[Start SUPPLIED DATA]

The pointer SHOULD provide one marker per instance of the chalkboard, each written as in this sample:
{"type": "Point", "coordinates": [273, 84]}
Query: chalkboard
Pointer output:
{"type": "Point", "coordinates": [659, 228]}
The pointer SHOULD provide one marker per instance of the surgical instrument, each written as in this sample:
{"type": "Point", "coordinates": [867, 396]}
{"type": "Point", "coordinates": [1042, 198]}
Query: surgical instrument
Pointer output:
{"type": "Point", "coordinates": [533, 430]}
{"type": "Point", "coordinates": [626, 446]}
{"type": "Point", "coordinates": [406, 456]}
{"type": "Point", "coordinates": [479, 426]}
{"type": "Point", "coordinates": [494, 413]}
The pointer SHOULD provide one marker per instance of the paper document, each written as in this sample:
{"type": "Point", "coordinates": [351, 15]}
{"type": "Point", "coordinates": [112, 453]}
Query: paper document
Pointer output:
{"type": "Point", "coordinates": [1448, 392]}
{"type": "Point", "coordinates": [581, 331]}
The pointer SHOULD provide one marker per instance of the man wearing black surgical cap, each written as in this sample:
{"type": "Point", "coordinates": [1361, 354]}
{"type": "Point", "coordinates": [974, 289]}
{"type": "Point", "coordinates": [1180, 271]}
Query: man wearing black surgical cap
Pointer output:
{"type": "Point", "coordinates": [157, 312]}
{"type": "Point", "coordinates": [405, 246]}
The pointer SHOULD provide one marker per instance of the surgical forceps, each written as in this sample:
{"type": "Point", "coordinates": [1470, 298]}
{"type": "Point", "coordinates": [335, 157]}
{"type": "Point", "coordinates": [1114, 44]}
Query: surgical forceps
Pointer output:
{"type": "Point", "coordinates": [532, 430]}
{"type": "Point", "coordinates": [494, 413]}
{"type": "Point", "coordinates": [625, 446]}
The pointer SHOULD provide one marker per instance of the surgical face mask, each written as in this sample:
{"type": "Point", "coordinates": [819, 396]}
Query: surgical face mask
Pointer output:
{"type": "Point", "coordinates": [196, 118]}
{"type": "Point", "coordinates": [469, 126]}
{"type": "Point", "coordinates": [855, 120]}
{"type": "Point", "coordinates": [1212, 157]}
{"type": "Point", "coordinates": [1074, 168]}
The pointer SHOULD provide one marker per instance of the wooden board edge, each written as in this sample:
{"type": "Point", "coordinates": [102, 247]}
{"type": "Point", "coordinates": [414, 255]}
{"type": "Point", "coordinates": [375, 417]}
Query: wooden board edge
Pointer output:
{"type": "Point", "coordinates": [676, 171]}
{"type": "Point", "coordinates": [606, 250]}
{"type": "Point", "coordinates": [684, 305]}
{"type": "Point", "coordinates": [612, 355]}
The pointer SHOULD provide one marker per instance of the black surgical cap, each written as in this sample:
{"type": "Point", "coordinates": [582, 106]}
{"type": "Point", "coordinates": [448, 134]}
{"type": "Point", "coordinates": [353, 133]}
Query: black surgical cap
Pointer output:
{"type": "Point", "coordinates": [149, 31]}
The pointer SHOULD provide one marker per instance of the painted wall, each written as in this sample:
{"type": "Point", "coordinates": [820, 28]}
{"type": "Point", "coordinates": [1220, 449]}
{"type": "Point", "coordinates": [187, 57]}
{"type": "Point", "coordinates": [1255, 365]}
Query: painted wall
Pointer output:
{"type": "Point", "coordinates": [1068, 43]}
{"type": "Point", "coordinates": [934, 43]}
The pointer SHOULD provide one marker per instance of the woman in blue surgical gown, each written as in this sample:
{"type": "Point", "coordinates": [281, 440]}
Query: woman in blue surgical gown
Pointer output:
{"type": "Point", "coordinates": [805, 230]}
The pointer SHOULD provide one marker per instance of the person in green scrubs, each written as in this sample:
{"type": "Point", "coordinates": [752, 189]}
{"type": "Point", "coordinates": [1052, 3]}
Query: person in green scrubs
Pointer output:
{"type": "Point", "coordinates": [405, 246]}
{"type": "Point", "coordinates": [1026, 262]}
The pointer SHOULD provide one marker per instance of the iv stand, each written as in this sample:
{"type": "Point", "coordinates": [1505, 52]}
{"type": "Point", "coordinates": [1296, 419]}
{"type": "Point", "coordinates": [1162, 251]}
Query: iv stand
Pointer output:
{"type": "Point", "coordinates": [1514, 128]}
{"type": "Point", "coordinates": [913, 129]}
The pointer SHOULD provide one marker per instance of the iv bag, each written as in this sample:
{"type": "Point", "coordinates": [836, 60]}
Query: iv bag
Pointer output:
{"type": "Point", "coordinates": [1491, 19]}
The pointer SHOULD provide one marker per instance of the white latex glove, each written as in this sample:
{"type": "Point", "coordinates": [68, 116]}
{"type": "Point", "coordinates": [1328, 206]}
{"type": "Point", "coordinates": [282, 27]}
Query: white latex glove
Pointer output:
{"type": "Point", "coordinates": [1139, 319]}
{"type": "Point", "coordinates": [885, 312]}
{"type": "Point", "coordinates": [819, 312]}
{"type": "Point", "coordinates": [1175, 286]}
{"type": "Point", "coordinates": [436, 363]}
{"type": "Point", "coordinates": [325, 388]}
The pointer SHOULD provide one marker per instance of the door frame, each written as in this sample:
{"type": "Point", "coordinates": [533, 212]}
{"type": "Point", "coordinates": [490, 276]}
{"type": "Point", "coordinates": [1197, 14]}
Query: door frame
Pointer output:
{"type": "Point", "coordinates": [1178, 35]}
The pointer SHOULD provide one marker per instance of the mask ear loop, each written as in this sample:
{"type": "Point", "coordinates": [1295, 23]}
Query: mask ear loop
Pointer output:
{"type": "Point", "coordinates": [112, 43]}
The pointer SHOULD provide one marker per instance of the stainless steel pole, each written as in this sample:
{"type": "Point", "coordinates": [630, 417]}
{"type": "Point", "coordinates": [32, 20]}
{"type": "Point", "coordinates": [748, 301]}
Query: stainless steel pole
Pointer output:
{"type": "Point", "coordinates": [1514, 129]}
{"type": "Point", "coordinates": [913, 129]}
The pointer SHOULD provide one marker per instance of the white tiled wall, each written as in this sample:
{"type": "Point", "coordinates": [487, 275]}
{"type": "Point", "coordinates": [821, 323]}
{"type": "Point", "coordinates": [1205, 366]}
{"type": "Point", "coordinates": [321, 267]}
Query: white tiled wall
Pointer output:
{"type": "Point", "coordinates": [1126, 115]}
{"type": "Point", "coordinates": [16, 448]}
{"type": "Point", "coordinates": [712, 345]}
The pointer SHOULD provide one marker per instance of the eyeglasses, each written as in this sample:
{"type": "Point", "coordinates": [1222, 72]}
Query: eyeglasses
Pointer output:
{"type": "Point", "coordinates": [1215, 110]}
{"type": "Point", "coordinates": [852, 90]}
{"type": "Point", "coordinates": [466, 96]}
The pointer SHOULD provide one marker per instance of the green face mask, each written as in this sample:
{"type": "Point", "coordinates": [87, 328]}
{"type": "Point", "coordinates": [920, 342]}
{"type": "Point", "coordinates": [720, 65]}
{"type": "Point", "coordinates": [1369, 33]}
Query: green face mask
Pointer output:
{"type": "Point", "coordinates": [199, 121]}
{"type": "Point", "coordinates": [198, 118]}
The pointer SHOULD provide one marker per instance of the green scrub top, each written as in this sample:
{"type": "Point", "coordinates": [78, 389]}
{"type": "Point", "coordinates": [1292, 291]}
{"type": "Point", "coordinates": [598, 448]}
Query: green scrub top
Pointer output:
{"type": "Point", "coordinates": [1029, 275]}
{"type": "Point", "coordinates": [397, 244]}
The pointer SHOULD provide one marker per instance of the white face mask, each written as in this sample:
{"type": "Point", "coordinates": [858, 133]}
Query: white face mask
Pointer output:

[End SUPPLIED DATA]

- **TASK INSTRUCTIONS**:
Could you quote the material above in full, exactly as it stands?

- **RESULT FOR THIS TASK**:
The pointer SHOULD provide one marker per instance of the chalkboard, each written as in this sample:
{"type": "Point", "coordinates": [273, 84]}
Query: chalkboard
Pointer output:
{"type": "Point", "coordinates": [659, 228]}
The pointer SHOULD provide one marker per instance of the surgical instrument, each written as in this sample:
{"type": "Point", "coordinates": [867, 396]}
{"type": "Point", "coordinates": [1042, 198]}
Query: surgical instrument
Pointer output:
{"type": "Point", "coordinates": [533, 430]}
{"type": "Point", "coordinates": [626, 446]}
{"type": "Point", "coordinates": [406, 456]}
{"type": "Point", "coordinates": [479, 426]}
{"type": "Point", "coordinates": [494, 413]}
The pointer SHOULD provide one marker per instance of the paper document, each written as in this sample:
{"type": "Point", "coordinates": [351, 15]}
{"type": "Point", "coordinates": [112, 453]}
Query: paper document
Pointer output:
{"type": "Point", "coordinates": [1448, 392]}
{"type": "Point", "coordinates": [581, 331]}
The pointer SHOULD provide one marker per instance of the man wearing black surgical cap, each written as in this sample:
{"type": "Point", "coordinates": [1361, 354]}
{"type": "Point", "coordinates": [974, 289]}
{"type": "Point", "coordinates": [1180, 271]}
Query: man wearing black surgical cap
Pointer output:
{"type": "Point", "coordinates": [157, 312]}
{"type": "Point", "coordinates": [405, 246]}
The pointer SHOULD provide one marker per instance of the surgical forceps, each written as in this sample:
{"type": "Point", "coordinates": [1470, 298]}
{"type": "Point", "coordinates": [335, 157]}
{"type": "Point", "coordinates": [1114, 44]}
Query: surgical forceps
Pointer output:
{"type": "Point", "coordinates": [532, 430]}
{"type": "Point", "coordinates": [494, 413]}
{"type": "Point", "coordinates": [625, 446]}
The pointer SHOULD provide one marker per instance of the surgical face mask, each written as in this sample:
{"type": "Point", "coordinates": [819, 396]}
Query: surgical face mask
Pointer output:
{"type": "Point", "coordinates": [196, 118]}
{"type": "Point", "coordinates": [469, 126]}
{"type": "Point", "coordinates": [855, 120]}
{"type": "Point", "coordinates": [1212, 157]}
{"type": "Point", "coordinates": [1074, 168]}
The pointer SHOULD provide one marker per instance of the wooden board edge, each written as in this sample:
{"type": "Point", "coordinates": [102, 247]}
{"type": "Point", "coordinates": [414, 255]}
{"type": "Point", "coordinates": [375, 417]}
Query: wooden board edge
Pointer output:
{"type": "Point", "coordinates": [676, 171]}
{"type": "Point", "coordinates": [606, 250]}
{"type": "Point", "coordinates": [684, 305]}
{"type": "Point", "coordinates": [612, 355]}
The pointer SHOULD provide one marker per instance of the black surgical cap, each written as in this sample:
{"type": "Point", "coordinates": [582, 106]}
{"type": "Point", "coordinates": [448, 134]}
{"type": "Point", "coordinates": [353, 133]}
Query: black surgical cap
Pointer output:
{"type": "Point", "coordinates": [149, 31]}
The pointer SHOULD provide one marker per instance of the painted wall, each written as in this sample:
{"type": "Point", "coordinates": [820, 28]}
{"type": "Point", "coordinates": [1220, 449]}
{"type": "Point", "coordinates": [187, 57]}
{"type": "Point", "coordinates": [1255, 365]}
Query: painted wall
Pointer output:
{"type": "Point", "coordinates": [1068, 43]}
{"type": "Point", "coordinates": [934, 43]}
The pointer SHOULD provide one marker per instance of the woman in blue surgical gown, each written as in this sample:
{"type": "Point", "coordinates": [281, 440]}
Query: woman in blue surgical gown
Pointer output:
{"type": "Point", "coordinates": [805, 230]}
The pointer SHOULD provide one marker per instance of the person in green scrubs, each written as in this sample:
{"type": "Point", "coordinates": [752, 189]}
{"type": "Point", "coordinates": [1052, 3]}
Query: person in green scrubs
Pointer output:
{"type": "Point", "coordinates": [405, 246]}
{"type": "Point", "coordinates": [1026, 262]}
The pointer SHOULD provide one marker per instance of the iv stand, each written as in this sample:
{"type": "Point", "coordinates": [1505, 52]}
{"type": "Point", "coordinates": [1296, 419]}
{"type": "Point", "coordinates": [1162, 251]}
Query: iv stand
Pointer output:
{"type": "Point", "coordinates": [1514, 128]}
{"type": "Point", "coordinates": [913, 129]}
The pointer SHOULD provide one marker per instance of the iv bag, each written as in this sample:
{"type": "Point", "coordinates": [836, 60]}
Query: iv bag
Pointer output:
{"type": "Point", "coordinates": [1491, 19]}
The pointer SHOULD provide one marker per instance of the white latex glove, each written as in this sample:
{"type": "Point", "coordinates": [68, 116]}
{"type": "Point", "coordinates": [1328, 206]}
{"type": "Point", "coordinates": [282, 27]}
Query: white latex glove
Pointer output:
{"type": "Point", "coordinates": [1139, 319]}
{"type": "Point", "coordinates": [885, 312]}
{"type": "Point", "coordinates": [819, 312]}
{"type": "Point", "coordinates": [1175, 286]}
{"type": "Point", "coordinates": [436, 363]}
{"type": "Point", "coordinates": [325, 388]}
The pointer SHOULD provide one marker per instance of the door frame, each written as in this sample:
{"type": "Point", "coordinates": [533, 212]}
{"type": "Point", "coordinates": [490, 276]}
{"type": "Point", "coordinates": [1197, 14]}
Query: door frame
Pointer output:
{"type": "Point", "coordinates": [1178, 35]}
The pointer SHOULD provide one marker per instance of the mask ear loop, each written as in this sample:
{"type": "Point", "coordinates": [1295, 23]}
Query: mask ear loop
Pointer output:
{"type": "Point", "coordinates": [112, 43]}
The pointer SHOULD provide one marker per instance of the stainless steel pole, each written as in this sample:
{"type": "Point", "coordinates": [630, 417]}
{"type": "Point", "coordinates": [32, 20]}
{"type": "Point", "coordinates": [748, 301]}
Query: stainless steel pole
Pointer output:
{"type": "Point", "coordinates": [1514, 129]}
{"type": "Point", "coordinates": [913, 129]}
The pointer SHOULD provide one marker per instance of the white tiled wall, each written as in this sample:
{"type": "Point", "coordinates": [487, 275]}
{"type": "Point", "coordinates": [821, 323]}
{"type": "Point", "coordinates": [1205, 366]}
{"type": "Point", "coordinates": [321, 267]}
Query: white tiled wall
Pointer output:
{"type": "Point", "coordinates": [1126, 115]}
{"type": "Point", "coordinates": [16, 448]}
{"type": "Point", "coordinates": [712, 345]}
The pointer SHOULD provide one marker per instance of the eyeglasses, each written as in this sample:
{"type": "Point", "coordinates": [1222, 72]}
Query: eyeglasses
Pointer output:
{"type": "Point", "coordinates": [1215, 110]}
{"type": "Point", "coordinates": [852, 90]}
{"type": "Point", "coordinates": [466, 96]}
The pointer SHOULD provide one marker per instance of the green face mask, each written as in this sample:
{"type": "Point", "coordinates": [87, 328]}
{"type": "Point", "coordinates": [920, 342]}
{"type": "Point", "coordinates": [720, 65]}
{"type": "Point", "coordinates": [1369, 33]}
Query: green face mask
Pointer output:
{"type": "Point", "coordinates": [199, 121]}
{"type": "Point", "coordinates": [198, 118]}
The pointer SHOULD provide one marker per instance of the green scrub top, each written as in this sample:
{"type": "Point", "coordinates": [78, 389]}
{"type": "Point", "coordinates": [1292, 291]}
{"type": "Point", "coordinates": [598, 448]}
Query: green scrub top
Pointer output:
{"type": "Point", "coordinates": [1029, 275]}
{"type": "Point", "coordinates": [397, 244]}
The pointer SHOULD provide one marker per instance of the white face mask, each written as in this sample:
{"type": "Point", "coordinates": [858, 133]}
Query: white face mask
Pointer output:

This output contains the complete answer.